* SOURCE TEXT *
Portret Patrick Vermeulen en Lander Vermeerbergen samen
Portret Patrick Vermeulen en Lander Vermeerbergen samen

Residential care communities: the future of elderly care under the microscope

Residential care communities are 'booming business'. Increasingly, local residents and informal carers work closely together with care organisations, insurers and housing cooperatives, among others. But what exactly are the preconditions for this new organisational form? Together with Maastricht University, Lander Vermeerbergen, associate professor Organisation Design & Development and Patrick Vermeulen, professor Organisational Design and Development, started two research projects to get a grip on that. 'Because we work across disciplines, we can look at the complete picture.'

It all started with a two-day Future Exploration that Vermeerbergen and Vermeulen set up from Radboud University. During this meeting, 72 experts (from insurers to healthcare professionals and from scientists to informal carers) talked to each other about where long-term elderly care should go. 'There was a very clear realisation that things have to change, because care is getting completely bogged down,' says Vermeulen. Residential care communities could be an important part of the solution, the experts concluded. 'Alternatives do not really exist.'

Patrick Vermeulen portret

Ageing population, labour shortages and different demand for care

The predictions for care do not look good. 'The situation is already dire,' says Vermeulen. 'The ageing population continues to increase and labour market shortages are worsening.' On top of this, the demand for care is changing. 'The number of elderly people needing heavy, intensive care is growing,' says Vermeerbergen. 'Moreover, baby boomers do not want the same care their parents had. They prefer customised care, with longer periods living at home and short periods in an institution. That demands a lot from care organisations.' 

Limburg and parts of Gelderland

Especially in Limburg and parts of Gelderland, things are starting to pinch, because that is where the ageing population is growing the fastest. 'In the Randstad and in the cities outside, it is slightly more balanced, with still relatively many young people working in care,' says Vermeulen. 'In the border areas and rural areas, the gap is wider. Young people have moved away and older people remain.' The research projects, funded by ZonMW and the strategic partnership of Radboud University and Maastricht University, therefore also focus mainly on residential care communities in Limburg and Gelderland.

* EXCERPTED DATA *
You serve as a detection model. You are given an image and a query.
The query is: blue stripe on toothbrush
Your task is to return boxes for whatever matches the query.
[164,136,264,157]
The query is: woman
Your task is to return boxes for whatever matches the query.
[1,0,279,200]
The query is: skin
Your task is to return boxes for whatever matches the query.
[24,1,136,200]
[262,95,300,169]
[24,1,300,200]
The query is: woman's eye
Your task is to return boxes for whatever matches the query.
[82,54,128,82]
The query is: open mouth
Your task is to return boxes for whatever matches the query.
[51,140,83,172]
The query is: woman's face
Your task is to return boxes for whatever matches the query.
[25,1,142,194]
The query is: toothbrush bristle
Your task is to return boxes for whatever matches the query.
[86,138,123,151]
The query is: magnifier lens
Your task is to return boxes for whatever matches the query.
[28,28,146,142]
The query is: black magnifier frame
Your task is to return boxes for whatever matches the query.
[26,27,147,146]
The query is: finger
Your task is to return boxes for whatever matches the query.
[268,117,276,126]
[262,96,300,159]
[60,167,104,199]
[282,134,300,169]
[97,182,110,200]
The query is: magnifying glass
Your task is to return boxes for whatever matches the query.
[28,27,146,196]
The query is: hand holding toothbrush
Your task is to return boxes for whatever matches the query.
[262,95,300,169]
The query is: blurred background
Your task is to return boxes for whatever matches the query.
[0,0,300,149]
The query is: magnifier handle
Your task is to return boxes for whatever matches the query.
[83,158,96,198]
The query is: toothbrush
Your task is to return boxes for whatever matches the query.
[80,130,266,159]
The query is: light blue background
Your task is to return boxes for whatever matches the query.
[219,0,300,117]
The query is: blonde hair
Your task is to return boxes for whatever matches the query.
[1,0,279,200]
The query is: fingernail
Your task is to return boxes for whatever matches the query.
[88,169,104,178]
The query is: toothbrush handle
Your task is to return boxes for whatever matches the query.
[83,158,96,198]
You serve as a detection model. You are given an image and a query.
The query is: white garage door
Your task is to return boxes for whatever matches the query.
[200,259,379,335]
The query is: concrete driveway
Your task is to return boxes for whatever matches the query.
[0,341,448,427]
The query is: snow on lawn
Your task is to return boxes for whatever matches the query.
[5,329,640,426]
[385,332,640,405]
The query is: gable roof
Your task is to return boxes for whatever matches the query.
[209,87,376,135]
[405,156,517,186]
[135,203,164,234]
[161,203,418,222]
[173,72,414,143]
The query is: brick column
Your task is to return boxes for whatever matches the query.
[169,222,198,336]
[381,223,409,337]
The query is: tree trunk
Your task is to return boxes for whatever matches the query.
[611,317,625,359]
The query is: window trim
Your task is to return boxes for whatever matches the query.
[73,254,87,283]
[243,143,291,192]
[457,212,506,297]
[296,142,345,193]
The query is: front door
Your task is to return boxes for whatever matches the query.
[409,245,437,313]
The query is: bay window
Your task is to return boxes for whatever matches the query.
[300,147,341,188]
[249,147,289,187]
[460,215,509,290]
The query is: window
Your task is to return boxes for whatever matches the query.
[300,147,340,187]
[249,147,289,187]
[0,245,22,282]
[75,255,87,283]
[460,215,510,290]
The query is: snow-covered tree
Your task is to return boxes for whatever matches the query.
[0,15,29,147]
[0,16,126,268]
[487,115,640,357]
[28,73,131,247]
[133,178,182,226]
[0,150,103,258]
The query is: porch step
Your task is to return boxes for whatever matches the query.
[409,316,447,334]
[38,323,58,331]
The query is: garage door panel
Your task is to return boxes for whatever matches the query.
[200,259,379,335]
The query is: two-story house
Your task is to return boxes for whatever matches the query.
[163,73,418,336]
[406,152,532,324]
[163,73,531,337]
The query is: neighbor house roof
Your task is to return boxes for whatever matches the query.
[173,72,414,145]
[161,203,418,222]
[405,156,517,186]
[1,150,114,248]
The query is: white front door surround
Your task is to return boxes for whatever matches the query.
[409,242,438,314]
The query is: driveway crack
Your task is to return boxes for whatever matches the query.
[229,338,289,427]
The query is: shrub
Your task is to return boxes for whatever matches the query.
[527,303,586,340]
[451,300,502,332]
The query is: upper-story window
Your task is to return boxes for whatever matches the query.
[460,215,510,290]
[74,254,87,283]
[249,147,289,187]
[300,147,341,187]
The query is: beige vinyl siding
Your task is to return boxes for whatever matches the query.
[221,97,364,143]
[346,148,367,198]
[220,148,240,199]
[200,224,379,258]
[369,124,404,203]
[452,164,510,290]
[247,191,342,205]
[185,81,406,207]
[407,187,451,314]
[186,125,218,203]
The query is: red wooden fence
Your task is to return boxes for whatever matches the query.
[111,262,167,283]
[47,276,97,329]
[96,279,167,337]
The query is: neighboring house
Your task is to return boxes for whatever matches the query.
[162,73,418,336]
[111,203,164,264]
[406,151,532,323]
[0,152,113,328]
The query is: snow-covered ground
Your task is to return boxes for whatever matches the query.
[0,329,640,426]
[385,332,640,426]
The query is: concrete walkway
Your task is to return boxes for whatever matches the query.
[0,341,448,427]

* WRITTEN INSTRUCTION *
In the article on residential care communities, copy the passage between "Especially in Limburg" and "Limburg and Gelderland.", inclusive, replacing "border areas" with "frontier regions". You won't need the entries for this.

* RESPONSE *
Especially in Limburg and parts of Gelderland, things are starting to pinch, because that is where the ageing population is growing the fastest. 'In the Randstad and in the cities outside, it is slightly more balanced, with still relatively many young people working in care,' says Vermeulen. 'In the frontier regions and rural areas, the gap is wider. Young people have moved away and older people remain.' The research projects, funded by ZonMW and the strategic partnership of Radboud University and Maastricht University, therefore also focus mainly on residential care communities in Limburg and Gelderland.